▸ Work order: When you copy the entries, keep every word exactly as it stands.

▸ Dataset extract:
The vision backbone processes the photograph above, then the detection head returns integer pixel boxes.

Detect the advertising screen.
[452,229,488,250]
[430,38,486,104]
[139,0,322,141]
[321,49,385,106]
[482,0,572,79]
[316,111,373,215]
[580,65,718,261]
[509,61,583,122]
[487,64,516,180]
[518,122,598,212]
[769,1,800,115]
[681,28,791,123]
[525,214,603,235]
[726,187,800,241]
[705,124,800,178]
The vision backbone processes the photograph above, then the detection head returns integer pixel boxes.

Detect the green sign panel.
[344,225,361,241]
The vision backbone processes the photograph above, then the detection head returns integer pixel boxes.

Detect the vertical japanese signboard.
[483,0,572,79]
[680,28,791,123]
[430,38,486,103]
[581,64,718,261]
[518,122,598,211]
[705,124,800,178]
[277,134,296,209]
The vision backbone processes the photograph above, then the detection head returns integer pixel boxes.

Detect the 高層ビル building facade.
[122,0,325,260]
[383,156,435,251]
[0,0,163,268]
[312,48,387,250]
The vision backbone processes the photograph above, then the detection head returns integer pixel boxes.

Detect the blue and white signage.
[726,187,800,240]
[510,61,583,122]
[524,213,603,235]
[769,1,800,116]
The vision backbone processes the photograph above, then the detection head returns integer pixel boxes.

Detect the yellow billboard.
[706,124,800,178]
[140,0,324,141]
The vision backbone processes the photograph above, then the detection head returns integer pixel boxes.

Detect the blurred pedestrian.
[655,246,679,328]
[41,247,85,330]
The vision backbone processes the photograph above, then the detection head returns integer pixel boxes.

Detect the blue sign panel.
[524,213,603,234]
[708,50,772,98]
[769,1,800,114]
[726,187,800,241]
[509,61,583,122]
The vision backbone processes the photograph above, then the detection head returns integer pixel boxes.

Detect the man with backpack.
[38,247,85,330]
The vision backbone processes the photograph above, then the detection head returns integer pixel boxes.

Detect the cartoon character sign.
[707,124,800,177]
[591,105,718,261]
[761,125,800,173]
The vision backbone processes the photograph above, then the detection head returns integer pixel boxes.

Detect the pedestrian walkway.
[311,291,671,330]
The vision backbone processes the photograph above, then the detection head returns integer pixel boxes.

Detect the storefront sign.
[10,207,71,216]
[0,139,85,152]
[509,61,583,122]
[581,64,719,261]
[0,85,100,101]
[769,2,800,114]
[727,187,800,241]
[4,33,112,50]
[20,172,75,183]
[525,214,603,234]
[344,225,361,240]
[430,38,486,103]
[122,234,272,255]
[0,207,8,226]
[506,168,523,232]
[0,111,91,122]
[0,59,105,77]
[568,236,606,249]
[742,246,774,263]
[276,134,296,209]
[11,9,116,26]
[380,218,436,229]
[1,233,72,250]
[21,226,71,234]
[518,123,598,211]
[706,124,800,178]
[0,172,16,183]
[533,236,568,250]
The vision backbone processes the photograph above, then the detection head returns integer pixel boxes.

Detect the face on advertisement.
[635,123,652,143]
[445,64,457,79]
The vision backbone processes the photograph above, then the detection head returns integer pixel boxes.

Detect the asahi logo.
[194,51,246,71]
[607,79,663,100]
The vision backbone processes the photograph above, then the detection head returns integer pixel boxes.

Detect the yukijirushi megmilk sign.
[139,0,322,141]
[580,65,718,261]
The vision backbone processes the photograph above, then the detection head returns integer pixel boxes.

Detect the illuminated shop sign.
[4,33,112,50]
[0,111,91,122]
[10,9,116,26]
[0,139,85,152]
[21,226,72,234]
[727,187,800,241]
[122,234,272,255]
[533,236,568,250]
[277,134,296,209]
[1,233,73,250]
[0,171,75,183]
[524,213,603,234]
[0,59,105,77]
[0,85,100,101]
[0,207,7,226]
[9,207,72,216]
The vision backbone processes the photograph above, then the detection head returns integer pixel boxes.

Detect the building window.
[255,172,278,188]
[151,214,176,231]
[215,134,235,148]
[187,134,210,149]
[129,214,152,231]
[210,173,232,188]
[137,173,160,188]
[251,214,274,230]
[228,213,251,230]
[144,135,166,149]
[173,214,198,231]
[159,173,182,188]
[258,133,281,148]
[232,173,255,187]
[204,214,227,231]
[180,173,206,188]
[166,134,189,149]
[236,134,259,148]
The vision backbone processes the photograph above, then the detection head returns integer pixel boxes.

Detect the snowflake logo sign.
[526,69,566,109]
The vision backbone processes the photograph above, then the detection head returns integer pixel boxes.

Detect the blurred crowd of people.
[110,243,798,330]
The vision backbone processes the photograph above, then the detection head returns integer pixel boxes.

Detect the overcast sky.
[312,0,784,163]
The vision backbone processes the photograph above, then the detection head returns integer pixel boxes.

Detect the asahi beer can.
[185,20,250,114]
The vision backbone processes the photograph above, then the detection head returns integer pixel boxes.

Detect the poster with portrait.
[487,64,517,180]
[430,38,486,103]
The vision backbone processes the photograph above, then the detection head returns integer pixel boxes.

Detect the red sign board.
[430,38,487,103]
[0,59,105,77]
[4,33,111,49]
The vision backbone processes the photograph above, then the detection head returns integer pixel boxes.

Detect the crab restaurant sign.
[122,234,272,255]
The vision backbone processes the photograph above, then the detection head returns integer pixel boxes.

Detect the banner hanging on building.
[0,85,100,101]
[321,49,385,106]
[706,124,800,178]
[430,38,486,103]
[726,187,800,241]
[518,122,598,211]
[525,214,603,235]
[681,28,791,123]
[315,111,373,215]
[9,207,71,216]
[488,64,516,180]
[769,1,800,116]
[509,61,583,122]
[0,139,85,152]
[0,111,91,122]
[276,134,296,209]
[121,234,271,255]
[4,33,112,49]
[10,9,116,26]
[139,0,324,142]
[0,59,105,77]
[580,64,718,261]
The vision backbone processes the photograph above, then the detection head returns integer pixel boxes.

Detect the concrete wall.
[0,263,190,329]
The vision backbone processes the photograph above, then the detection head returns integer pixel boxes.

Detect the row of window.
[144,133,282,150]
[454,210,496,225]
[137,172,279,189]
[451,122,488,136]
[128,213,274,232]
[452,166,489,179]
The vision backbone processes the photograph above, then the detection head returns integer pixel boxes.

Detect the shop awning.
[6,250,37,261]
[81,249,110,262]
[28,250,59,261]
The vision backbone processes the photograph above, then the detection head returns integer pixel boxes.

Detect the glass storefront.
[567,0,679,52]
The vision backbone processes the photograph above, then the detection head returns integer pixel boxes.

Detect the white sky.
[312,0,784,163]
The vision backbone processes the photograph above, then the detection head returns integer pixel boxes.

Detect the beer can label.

▸ Result of this task:
The vision backbone processes the photograph above, then the detection head returns integer pixel boxes.

Detect the advertising screen.
[452,229,488,250]
[430,38,486,104]
[139,0,322,141]
[321,49,385,106]
[482,0,572,79]
[316,111,373,215]
[580,65,718,261]
[509,61,583,122]
[487,64,516,180]
[518,122,598,212]
[769,1,800,115]
[681,28,791,123]
[525,214,603,235]
[726,187,800,241]
[705,124,800,178]
The vision backbone processes the photograph above, then the detection head returns integer pixel boxes.

Detect the green sign panel.
[344,225,361,241]
The vision backbone processes the photograph above, then the detection head returns integer pixel boxes.

Detect the vertical japanese signboard.
[483,0,572,79]
[680,28,791,123]
[430,38,486,103]
[581,64,718,261]
[518,122,598,211]
[705,124,800,178]
[277,134,296,209]
The vision backbone processes the photograph above, then the detection head returns integer pixel boxes.

Detect the 高層ビル building facade.
[122,0,325,260]
[383,156,435,251]
[0,0,163,268]
[312,48,387,250]
The vision backbone processes the photograph above, then the detection head returns integer pixel boxes.

Detect the blue and white signage.
[726,187,800,240]
[510,61,583,122]
[524,213,603,235]
[769,1,800,116]
The vision backbone processes the photograph above, then the detection head returns integer pixel boxes.

Detect the yellow billboard.
[706,124,800,178]
[140,0,324,141]
The vision backbone processes the photograph above, then the detection head returns integer pixel boxes.

Detect the blurred pedestrian.
[655,246,679,328]
[41,247,85,330]
The vision backbone processes the photograph above, then the detection head returns integer pixel boxes.

Detect the blue sign panel.
[524,213,603,234]
[708,50,772,98]
[769,1,800,114]
[726,187,800,241]
[509,61,583,122]
The vision backbone processes the photograph above, then the detection head returns integer pixel boxes.

Detect the man with backpack.
[38,247,85,330]
The vision backbone processes the photograph above, then the detection head returns integer pixel boxes.

Detect the cartoon character sign.
[707,124,800,177]
[591,105,718,261]
[761,125,800,173]
The vision backbone processes the photograph above, then the detection head returns integer pixel boxes.

Detect the pedestrian walkway.
[311,291,671,330]
The vision backbone processes the photograph above, then the detection head returns integer pixel boxes.

Detect the storefront sign.
[10,207,71,216]
[0,139,85,152]
[509,61,583,122]
[581,64,719,261]
[0,85,100,101]
[769,2,800,114]
[727,187,800,241]
[4,33,112,50]
[20,172,75,183]
[525,214,603,234]
[344,225,361,240]
[430,38,486,103]
[122,234,272,255]
[0,207,8,226]
[506,168,523,232]
[0,111,91,122]
[0,59,105,77]
[568,236,606,249]
[742,246,774,263]
[276,134,296,209]
[11,9,116,26]
[380,218,436,229]
[1,233,72,250]
[21,226,71,234]
[518,123,598,211]
[706,124,800,178]
[0,172,16,183]
[533,236,568,250]
The vision backbone processes the photograph above, then the detection head returns integer pixel boxes.

Detect the face on advertisement.
[635,123,652,143]
[445,64,457,79]
The vision backbone processes the photograph above, then the detection head returns integer pixel boxes.

Detect the asahi logo.
[194,51,246,71]
[607,79,663,100]
The vision backbone processes the photograph above, then the detection head returns integer pixel boxes.

Detect the yukijirushi megmilk sign.
[139,0,322,141]
[580,65,718,261]
The vision backbone processes the photograph above, then the detection head returns integer pixel boxes.

Detect the illuminated shop sign.
[4,33,112,50]
[0,111,91,122]
[10,9,116,26]
[0,139,85,152]
[21,226,72,234]
[727,187,800,241]
[122,234,272,255]
[533,236,568,250]
[277,134,296,209]
[1,233,73,250]
[0,171,75,183]
[524,213,603,234]
[0,59,105,77]
[0,85,100,101]
[0,207,7,226]
[9,207,72,216]
The vision backbone processes the photograph above, then the detection head returns integer pixel boxes.

Detect the building window.
[255,172,278,188]
[151,214,176,231]
[215,134,235,148]
[187,134,210,149]
[129,214,152,231]
[210,173,232,188]
[137,173,160,188]
[251,214,274,230]
[228,213,251,230]
[144,135,166,149]
[173,214,198,231]
[159,173,182,188]
[258,133,281,148]
[232,173,255,187]
[204,214,227,231]
[180,173,206,188]
[166,134,189,149]
[236,134,259,148]
The vision backbone processes the photograph above, then the detection head returns integer pixel boxes.

Detect the snowflake logo sign.
[526,69,566,109]
The vision backbone processes the photograph above, then the detection head returns integer pixel boxes.

Detect the blurred crowd of people.
[110,243,798,330]
The vision backbone processes the photograph above, then the detection head returns integer pixel boxes.

Detect the overcast sky.
[312,0,784,163]
The vision backbone processes the photograph above, then the detection head returns integer pixel boxes.

Detect the asahi beer can.
[185,20,250,114]
The vision backbone processes the photograph above, then the detection head returns integer pixel boxes.

Detect the poster with portrait.
[487,64,517,180]
[430,38,486,103]
The vision backbone processes the photograph above, then the detection head returns integer pixel boxes.

Detect the red sign board.
[430,38,487,103]
[0,59,105,77]
[4,33,111,49]
The vision backbone processes the photograph above, then the detection head returns integer pixel boxes.

Detect the crab restaurant sign.
[122,234,272,255]
The vision backbone processes the photograph above, then the detection head returns integer pixel boxes.

Detect the banner hanging on building.
[0,85,100,101]
[321,49,385,106]
[706,124,800,178]
[430,38,486,103]
[726,187,800,241]
[518,122,598,211]
[525,214,603,235]
[681,28,791,123]
[315,111,373,215]
[9,207,71,216]
[488,64,516,180]
[769,1,800,116]
[509,61,583,122]
[0,139,85,152]
[0,111,91,122]
[276,134,296,209]
[121,234,271,255]
[4,33,112,49]
[10,9,116,26]
[139,0,324,142]
[0,59,105,77]
[580,64,718,261]
The vision backbone processes the photograph above, then the detection head returns integer pixel boxes.

Detect the concrete wall.
[0,263,190,329]
The vision backbone processes the photograph above, then the detection head returns integer pixel boxes.

Detect the row of window.
[144,133,282,150]
[454,210,496,225]
[137,172,279,189]
[451,122,488,136]
[128,213,274,232]
[452,166,489,179]
The vision backbone processes the photograph above, then the detection head returns integer pixel boxes.

Detect the shop awning.
[6,250,37,261]
[81,249,110,262]
[28,250,59,261]
The vision backbone processes the photograph above, then the detection head returns integer pixel boxes.

Detect the glass storefront.
[567,0,679,52]
The vision backbone processes the photograph above, then the detection head returns integer pixel boxes.

Detect the white sky.
[312,0,784,163]
The vision backbone processes the photograph above, then the detection head returns integer pixel boxes.

Detect the beer can label.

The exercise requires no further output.